Sajikan seluruh entri di bawah ini sebagai daftar bernomor, satu baris untuk setiap butir, tanpa menyertakan baris kosong.

= = = =

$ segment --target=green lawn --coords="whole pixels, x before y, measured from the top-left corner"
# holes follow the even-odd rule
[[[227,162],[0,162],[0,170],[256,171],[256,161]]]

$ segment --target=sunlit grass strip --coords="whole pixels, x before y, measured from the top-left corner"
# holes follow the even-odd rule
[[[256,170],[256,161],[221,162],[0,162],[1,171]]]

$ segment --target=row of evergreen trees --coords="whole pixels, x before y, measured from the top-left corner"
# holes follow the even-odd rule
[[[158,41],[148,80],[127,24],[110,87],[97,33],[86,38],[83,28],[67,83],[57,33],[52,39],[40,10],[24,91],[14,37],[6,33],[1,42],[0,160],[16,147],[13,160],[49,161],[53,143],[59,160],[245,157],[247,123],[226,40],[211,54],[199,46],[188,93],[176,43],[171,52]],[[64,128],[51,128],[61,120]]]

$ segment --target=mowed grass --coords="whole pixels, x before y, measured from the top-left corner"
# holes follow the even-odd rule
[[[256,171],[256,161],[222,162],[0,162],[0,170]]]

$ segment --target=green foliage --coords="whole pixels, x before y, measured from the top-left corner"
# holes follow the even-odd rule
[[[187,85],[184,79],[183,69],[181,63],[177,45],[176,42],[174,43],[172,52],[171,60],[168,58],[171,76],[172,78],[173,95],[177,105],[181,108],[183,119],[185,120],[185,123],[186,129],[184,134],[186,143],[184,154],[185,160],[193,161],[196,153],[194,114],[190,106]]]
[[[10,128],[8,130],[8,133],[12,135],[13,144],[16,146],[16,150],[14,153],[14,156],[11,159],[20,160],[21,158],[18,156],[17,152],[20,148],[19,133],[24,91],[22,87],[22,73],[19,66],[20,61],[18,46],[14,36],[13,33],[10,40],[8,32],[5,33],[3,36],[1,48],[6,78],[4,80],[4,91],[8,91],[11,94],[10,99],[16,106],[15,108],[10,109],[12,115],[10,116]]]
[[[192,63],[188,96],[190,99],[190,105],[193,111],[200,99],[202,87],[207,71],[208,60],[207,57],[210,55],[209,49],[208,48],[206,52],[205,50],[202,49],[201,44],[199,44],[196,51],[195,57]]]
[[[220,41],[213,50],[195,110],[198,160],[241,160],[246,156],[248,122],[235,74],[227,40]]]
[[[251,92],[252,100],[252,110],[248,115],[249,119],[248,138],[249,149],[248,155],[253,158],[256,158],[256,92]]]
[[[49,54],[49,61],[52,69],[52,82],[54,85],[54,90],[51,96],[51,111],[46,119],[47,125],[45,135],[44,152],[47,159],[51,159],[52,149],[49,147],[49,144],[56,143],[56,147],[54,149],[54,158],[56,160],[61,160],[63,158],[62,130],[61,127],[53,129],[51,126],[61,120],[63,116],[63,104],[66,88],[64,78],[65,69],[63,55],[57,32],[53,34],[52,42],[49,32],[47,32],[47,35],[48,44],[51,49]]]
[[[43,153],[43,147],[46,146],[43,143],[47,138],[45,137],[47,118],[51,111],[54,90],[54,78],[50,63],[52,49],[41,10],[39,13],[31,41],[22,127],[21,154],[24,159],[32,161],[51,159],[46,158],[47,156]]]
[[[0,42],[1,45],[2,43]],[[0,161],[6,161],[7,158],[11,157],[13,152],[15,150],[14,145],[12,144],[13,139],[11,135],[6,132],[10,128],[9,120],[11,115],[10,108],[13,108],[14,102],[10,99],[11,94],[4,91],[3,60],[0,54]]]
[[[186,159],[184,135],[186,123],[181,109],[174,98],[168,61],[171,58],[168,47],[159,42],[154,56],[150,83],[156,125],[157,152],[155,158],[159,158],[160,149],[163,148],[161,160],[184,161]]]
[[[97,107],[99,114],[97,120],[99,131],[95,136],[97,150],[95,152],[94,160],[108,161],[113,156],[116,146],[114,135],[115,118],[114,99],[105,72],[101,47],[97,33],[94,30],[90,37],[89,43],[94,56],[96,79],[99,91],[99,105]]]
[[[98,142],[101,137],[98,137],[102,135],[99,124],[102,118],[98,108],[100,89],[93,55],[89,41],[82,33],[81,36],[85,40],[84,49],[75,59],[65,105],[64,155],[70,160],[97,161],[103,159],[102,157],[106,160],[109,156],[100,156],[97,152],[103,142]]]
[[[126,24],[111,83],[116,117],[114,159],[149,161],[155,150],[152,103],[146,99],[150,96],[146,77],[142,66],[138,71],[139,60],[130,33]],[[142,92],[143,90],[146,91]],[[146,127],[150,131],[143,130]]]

= = = =

Penyelesaian Tertulis
1. $ segment --target=green lawn --coords="whole pixels, x before y, measured from the top-left corner"
2. # holes follow the even-odd rule
3. [[[227,162],[0,162],[0,170],[256,171],[256,161]]]
4. $ segment --target=sunlit grass strip --coords="whole pixels, x before y, measured from the top-left corner"
5. # holes follow the even-odd rule
6. [[[256,170],[256,161],[221,162],[0,162],[1,171]]]
7. $ segment --target=row of evergreen trees --coords="whole pixels, x before y, measured from the top-left corner"
8. # holes follow the even-odd rule
9. [[[158,41],[148,80],[127,24],[110,87],[97,33],[86,38],[83,28],[67,83],[57,33],[52,39],[40,10],[24,91],[14,37],[6,33],[1,42],[0,160],[16,147],[13,160],[49,161],[53,143],[59,160],[245,157],[247,123],[226,40],[211,54],[199,46],[188,93],[176,43],[171,52]],[[64,128],[51,128],[61,120]]]
10. $ segment --target=mowed grass --coords="whole pixels, x before y, measured from the top-left corner"
11. # holes follow the even-odd rule
12. [[[256,171],[256,161],[222,162],[0,162],[0,170]]]
13. $ segment --target=green foliage --coords="whole pixels, x before y, measured from the top-left corner"
14. # holes follow the even-odd rule
15. [[[187,85],[184,79],[183,69],[181,63],[177,45],[176,42],[174,43],[172,52],[171,60],[168,58],[171,76],[172,78],[173,95],[177,105],[181,108],[183,119],[185,120],[185,123],[186,129],[184,134],[186,143],[184,154],[185,160],[193,161],[196,153],[194,114],[190,106]]]
16. [[[10,128],[8,130],[8,133],[12,135],[13,144],[16,146],[16,150],[14,153],[14,156],[11,159],[20,160],[21,158],[18,156],[17,152],[20,148],[19,133],[24,91],[22,87],[22,73],[19,66],[20,61],[18,46],[14,36],[13,33],[10,40],[8,32],[5,33],[3,36],[1,48],[6,78],[4,80],[4,91],[8,91],[11,94],[10,99],[16,106],[15,108],[10,109],[12,115],[10,116]]]
17. [[[192,63],[188,96],[190,99],[190,105],[193,111],[200,99],[202,87],[207,71],[208,60],[207,57],[210,55],[209,49],[208,48],[206,52],[205,50],[202,49],[201,44],[199,44],[196,51],[195,57]]]
18. [[[220,41],[213,50],[195,110],[198,160],[241,160],[246,156],[248,122],[235,74],[227,40]]]
19. [[[251,92],[252,100],[252,110],[248,115],[249,119],[248,138],[249,149],[248,155],[253,158],[256,158],[256,92]]]
20. [[[49,54],[49,61],[52,69],[52,82],[54,85],[54,90],[51,96],[51,111],[46,119],[47,125],[45,135],[44,152],[47,159],[51,159],[52,149],[49,147],[49,144],[56,143],[56,147],[54,149],[54,158],[56,160],[61,160],[63,158],[62,130],[61,127],[53,129],[51,126],[61,120],[63,116],[63,104],[66,88],[64,78],[65,69],[63,55],[57,32],[53,34],[52,42],[49,32],[47,32],[47,35],[48,44],[51,49]]]
21. [[[43,153],[43,147],[46,146],[43,143],[47,138],[45,137],[47,118],[51,111],[54,90],[54,78],[50,63],[52,49],[41,10],[39,13],[31,41],[22,127],[21,154],[24,159],[32,161],[51,159],[46,158],[47,156]]]
22. [[[0,42],[1,45],[2,43]],[[0,161],[6,161],[7,158],[11,157],[13,152],[15,150],[14,145],[12,144],[13,139],[11,135],[6,132],[10,128],[9,120],[11,115],[10,108],[13,108],[14,102],[10,99],[11,94],[4,91],[3,60],[0,54]]]
23. [[[186,159],[184,135],[186,123],[181,109],[174,98],[168,61],[171,58],[168,47],[159,42],[154,56],[150,83],[156,125],[157,152],[155,158],[159,158],[160,149],[163,148],[161,160],[184,161]]]
24. [[[97,107],[99,114],[97,120],[99,131],[95,136],[97,150],[95,152],[94,160],[108,161],[113,156],[116,146],[114,135],[115,118],[114,99],[105,72],[101,47],[97,33],[94,30],[90,37],[89,43],[94,56],[96,79],[99,91],[99,105]]]
25. [[[98,142],[101,137],[98,137],[102,135],[99,124],[102,118],[98,108],[100,89],[93,55],[89,41],[82,33],[81,36],[85,40],[84,49],[75,59],[65,105],[64,155],[70,160],[97,161],[103,159],[102,157],[106,160],[109,156],[100,156],[97,152],[103,142]]]
26. [[[126,24],[111,83],[116,117],[114,159],[149,161],[155,150],[152,103],[146,99],[150,96],[146,77],[142,66],[138,71],[139,60],[130,33]],[[142,92],[143,90],[146,91]],[[146,127],[150,131],[143,130]]]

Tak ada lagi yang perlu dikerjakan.